━━━━━ PROVIDED ENTRIES
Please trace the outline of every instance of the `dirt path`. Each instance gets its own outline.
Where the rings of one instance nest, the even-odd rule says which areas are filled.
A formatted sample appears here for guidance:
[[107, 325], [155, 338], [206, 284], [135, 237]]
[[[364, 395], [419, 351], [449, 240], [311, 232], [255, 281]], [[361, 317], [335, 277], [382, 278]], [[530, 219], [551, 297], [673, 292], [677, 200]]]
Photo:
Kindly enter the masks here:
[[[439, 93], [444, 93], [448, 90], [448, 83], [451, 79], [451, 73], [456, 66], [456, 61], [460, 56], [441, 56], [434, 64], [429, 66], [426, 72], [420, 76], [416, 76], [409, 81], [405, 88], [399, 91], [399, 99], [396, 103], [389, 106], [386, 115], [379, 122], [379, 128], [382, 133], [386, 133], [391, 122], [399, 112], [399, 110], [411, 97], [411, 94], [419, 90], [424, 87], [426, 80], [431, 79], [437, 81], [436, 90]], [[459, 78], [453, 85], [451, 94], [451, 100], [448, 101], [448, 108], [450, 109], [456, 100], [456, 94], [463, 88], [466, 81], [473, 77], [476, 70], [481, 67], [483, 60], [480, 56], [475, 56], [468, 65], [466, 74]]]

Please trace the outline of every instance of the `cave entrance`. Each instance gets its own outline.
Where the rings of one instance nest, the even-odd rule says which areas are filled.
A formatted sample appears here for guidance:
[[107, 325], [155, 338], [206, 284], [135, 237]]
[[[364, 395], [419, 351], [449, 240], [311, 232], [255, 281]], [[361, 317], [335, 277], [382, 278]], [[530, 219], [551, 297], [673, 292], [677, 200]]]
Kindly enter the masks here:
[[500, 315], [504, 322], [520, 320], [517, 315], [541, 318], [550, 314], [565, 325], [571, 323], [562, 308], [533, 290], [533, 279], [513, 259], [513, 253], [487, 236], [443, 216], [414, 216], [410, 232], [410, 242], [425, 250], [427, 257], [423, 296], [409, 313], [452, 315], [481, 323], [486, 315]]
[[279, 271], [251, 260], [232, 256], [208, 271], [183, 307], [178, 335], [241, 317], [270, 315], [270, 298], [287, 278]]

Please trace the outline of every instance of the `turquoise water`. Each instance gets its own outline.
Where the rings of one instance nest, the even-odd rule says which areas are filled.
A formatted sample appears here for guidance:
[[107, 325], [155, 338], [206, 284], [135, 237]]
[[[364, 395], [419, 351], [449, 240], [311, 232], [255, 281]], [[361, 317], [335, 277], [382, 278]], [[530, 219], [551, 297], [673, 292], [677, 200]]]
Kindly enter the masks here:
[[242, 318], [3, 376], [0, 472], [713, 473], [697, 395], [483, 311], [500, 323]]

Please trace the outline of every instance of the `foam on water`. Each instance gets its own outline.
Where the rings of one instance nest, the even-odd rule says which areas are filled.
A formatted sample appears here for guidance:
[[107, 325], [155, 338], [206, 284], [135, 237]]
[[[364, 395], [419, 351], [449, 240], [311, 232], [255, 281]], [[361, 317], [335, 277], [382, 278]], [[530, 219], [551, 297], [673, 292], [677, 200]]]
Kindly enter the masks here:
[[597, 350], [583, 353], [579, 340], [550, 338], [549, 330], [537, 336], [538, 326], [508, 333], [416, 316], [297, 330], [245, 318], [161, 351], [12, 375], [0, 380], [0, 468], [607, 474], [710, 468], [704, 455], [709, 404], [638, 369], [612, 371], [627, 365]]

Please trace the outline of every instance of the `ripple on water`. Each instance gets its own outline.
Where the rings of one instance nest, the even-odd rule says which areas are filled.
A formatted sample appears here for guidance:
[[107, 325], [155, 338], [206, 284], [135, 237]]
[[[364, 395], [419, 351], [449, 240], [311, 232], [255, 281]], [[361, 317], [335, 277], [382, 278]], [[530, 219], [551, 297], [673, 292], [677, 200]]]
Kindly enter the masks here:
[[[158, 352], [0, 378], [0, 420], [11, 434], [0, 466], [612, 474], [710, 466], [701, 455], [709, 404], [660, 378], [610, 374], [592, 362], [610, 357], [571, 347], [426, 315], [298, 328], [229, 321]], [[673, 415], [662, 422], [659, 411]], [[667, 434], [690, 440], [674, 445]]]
━━━━━━━━━━
━━━━━ PROVIDED ENTRIES
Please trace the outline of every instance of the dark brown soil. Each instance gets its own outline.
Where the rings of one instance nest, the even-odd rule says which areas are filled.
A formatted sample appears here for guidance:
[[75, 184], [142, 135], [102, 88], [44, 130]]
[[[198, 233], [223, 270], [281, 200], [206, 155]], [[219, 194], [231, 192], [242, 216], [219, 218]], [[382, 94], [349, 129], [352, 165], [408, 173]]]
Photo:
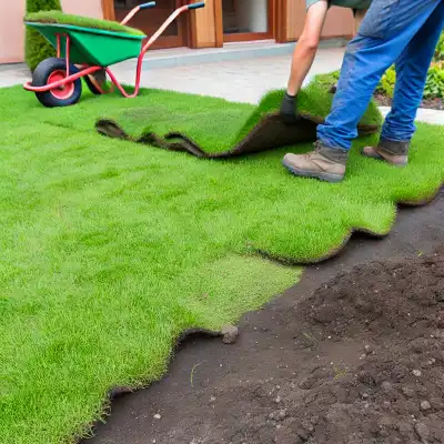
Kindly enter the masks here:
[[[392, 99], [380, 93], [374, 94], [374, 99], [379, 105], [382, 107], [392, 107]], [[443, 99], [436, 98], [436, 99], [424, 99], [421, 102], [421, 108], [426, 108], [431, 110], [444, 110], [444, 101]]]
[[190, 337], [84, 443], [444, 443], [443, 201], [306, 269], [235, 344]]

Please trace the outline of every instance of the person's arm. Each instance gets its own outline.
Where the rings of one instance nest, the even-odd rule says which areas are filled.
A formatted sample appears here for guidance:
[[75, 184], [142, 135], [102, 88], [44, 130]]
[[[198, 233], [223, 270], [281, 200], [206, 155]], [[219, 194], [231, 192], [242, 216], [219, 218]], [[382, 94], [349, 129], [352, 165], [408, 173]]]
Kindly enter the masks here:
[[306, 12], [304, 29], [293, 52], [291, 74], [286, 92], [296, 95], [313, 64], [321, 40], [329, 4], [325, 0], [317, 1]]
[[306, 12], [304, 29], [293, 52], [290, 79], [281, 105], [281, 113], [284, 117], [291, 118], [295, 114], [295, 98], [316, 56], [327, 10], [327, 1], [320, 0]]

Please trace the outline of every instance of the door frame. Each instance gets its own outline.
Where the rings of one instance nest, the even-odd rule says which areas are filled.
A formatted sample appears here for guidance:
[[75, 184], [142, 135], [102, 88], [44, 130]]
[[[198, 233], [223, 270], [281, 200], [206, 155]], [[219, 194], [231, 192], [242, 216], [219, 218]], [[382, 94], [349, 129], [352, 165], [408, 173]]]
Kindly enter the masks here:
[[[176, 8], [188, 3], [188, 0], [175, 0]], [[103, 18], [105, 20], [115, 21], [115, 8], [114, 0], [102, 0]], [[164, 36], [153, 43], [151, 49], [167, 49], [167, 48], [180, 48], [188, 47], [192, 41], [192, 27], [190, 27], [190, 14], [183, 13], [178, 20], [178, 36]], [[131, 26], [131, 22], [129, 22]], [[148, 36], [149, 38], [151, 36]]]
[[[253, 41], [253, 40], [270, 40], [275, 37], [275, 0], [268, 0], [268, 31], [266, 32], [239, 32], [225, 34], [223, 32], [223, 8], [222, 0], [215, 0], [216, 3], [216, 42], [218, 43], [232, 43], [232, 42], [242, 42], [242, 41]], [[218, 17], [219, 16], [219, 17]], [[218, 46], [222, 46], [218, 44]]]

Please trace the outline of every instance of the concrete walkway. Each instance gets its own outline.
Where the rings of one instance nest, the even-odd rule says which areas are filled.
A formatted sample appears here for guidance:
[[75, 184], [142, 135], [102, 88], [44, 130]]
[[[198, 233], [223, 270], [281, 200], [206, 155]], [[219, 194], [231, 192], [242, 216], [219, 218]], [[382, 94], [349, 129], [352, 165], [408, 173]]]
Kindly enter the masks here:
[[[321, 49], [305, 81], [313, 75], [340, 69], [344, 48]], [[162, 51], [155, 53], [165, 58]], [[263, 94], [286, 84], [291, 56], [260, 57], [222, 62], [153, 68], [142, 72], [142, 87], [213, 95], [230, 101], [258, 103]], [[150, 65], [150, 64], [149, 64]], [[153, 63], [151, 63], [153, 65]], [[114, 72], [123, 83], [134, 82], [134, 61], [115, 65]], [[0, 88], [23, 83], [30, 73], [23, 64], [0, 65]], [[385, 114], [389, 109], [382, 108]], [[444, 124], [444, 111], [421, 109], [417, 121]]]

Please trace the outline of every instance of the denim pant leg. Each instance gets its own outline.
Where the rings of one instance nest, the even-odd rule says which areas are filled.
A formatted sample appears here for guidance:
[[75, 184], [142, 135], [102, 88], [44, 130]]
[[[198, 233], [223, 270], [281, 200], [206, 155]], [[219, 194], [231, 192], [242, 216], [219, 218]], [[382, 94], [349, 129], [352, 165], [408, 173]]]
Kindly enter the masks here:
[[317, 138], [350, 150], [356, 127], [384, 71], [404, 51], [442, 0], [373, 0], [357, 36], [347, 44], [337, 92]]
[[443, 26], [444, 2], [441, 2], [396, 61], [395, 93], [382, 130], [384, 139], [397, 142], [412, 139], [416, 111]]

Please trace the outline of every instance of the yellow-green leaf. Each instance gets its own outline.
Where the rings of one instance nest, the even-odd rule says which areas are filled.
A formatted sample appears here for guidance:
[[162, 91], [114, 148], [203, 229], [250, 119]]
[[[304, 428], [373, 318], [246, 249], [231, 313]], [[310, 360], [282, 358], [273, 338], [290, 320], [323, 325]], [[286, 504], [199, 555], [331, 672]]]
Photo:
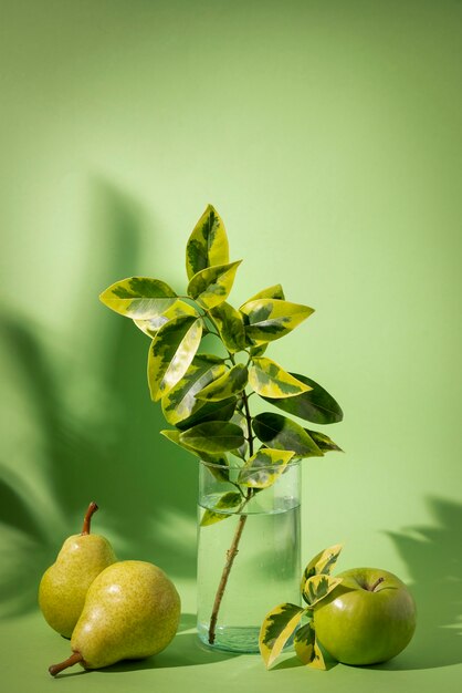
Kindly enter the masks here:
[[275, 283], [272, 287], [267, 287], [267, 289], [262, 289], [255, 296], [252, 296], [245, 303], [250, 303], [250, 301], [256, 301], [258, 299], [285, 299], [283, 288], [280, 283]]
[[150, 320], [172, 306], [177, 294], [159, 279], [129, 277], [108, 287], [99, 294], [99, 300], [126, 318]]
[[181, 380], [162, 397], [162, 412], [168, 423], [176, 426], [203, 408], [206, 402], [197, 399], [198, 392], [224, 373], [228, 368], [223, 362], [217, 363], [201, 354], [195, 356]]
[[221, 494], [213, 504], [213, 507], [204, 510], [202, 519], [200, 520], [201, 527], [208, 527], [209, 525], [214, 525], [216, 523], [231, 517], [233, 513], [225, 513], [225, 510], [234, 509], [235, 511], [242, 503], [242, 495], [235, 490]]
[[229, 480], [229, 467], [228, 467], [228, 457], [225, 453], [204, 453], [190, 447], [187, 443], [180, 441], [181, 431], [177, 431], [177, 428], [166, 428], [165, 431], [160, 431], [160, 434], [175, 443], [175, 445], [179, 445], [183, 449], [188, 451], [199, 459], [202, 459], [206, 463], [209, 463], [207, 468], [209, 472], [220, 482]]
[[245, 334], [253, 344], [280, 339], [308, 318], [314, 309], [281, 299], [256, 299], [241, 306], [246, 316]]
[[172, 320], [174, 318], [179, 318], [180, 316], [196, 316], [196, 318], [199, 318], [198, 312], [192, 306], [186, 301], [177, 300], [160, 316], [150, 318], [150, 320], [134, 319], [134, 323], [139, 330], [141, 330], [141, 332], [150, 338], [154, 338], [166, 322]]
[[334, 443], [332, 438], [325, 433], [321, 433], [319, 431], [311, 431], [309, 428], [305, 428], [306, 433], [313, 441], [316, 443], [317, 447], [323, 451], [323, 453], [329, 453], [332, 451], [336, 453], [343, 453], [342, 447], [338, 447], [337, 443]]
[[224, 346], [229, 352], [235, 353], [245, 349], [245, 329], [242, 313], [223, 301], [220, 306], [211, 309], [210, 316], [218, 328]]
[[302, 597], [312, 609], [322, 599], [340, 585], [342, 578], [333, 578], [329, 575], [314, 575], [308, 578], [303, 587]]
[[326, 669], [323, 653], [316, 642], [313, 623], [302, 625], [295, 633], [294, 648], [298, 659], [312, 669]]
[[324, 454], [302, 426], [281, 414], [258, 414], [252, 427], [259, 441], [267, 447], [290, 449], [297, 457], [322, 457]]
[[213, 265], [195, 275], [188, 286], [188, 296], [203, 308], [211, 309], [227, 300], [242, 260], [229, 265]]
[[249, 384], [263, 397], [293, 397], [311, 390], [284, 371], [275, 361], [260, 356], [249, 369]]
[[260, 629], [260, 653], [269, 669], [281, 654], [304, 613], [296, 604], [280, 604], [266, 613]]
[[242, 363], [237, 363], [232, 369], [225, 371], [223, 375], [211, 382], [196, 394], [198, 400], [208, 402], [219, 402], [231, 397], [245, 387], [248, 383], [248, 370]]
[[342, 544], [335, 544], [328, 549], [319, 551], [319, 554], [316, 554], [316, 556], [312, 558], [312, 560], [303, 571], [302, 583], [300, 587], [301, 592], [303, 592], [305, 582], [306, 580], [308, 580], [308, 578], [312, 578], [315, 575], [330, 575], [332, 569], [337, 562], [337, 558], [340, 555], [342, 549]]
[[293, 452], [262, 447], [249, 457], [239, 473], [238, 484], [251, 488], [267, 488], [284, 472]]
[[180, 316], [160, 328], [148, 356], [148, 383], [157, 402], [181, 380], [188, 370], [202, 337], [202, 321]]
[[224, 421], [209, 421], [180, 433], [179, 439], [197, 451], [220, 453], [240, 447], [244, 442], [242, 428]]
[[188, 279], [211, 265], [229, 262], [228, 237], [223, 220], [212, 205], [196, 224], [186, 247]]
━━━━━━━━━━
━━━━━ PROVIDED ENTRIES
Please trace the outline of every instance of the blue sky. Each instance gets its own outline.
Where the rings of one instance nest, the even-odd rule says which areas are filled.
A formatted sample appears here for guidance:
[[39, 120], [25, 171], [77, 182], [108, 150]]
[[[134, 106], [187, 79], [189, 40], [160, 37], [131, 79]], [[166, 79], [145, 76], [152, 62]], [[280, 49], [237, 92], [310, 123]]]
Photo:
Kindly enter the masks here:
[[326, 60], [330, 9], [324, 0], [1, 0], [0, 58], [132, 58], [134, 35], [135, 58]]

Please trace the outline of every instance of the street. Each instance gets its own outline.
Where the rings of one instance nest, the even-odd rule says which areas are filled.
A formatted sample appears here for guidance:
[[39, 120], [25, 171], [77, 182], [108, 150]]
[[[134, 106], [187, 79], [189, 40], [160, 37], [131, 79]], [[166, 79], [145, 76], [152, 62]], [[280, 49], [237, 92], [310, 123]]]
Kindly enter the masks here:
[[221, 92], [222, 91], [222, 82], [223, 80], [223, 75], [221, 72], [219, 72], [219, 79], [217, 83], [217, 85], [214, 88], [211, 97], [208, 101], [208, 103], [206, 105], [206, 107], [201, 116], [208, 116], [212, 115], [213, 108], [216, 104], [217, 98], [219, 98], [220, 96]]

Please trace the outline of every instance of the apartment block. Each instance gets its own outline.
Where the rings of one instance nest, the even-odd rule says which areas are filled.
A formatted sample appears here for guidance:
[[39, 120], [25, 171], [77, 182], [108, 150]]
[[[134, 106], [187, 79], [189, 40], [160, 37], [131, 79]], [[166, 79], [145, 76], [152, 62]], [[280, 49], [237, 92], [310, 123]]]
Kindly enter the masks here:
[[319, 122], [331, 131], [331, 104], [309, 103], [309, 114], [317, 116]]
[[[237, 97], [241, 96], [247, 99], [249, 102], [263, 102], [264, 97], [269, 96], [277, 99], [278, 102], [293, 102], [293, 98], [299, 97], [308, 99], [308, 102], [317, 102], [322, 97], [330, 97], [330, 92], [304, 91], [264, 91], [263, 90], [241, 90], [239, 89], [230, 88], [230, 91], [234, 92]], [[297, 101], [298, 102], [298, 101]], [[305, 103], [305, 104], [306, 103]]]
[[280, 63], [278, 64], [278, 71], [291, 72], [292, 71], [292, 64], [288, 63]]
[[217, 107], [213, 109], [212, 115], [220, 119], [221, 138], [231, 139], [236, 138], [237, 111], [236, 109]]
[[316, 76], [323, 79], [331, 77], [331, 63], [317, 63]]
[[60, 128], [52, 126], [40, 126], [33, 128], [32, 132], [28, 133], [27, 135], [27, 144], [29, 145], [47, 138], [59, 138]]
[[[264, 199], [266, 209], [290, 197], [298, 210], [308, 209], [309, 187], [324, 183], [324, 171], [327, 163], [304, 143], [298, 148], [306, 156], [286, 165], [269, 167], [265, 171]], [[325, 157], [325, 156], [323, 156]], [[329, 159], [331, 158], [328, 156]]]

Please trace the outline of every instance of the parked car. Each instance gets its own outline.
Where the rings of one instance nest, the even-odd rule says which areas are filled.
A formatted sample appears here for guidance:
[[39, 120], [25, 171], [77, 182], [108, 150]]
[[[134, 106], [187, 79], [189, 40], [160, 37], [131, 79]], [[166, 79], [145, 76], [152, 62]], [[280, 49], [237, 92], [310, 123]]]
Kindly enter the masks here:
━━━━━━━━━━
• [WHAT YOU WILL DO]
Gather every line in the items above that holds the word "water", and copy each one.

• [CORRECT RESPONSE]
Please trace the outline of every instance of the `turquoise water`. Each instance gets its own outline.
Please trace the outline of every instance of the `foam on water`. Each instance gets its own outline.
Please trace the outline of every instance of the `ripple on water`. Each instance gets its own outline.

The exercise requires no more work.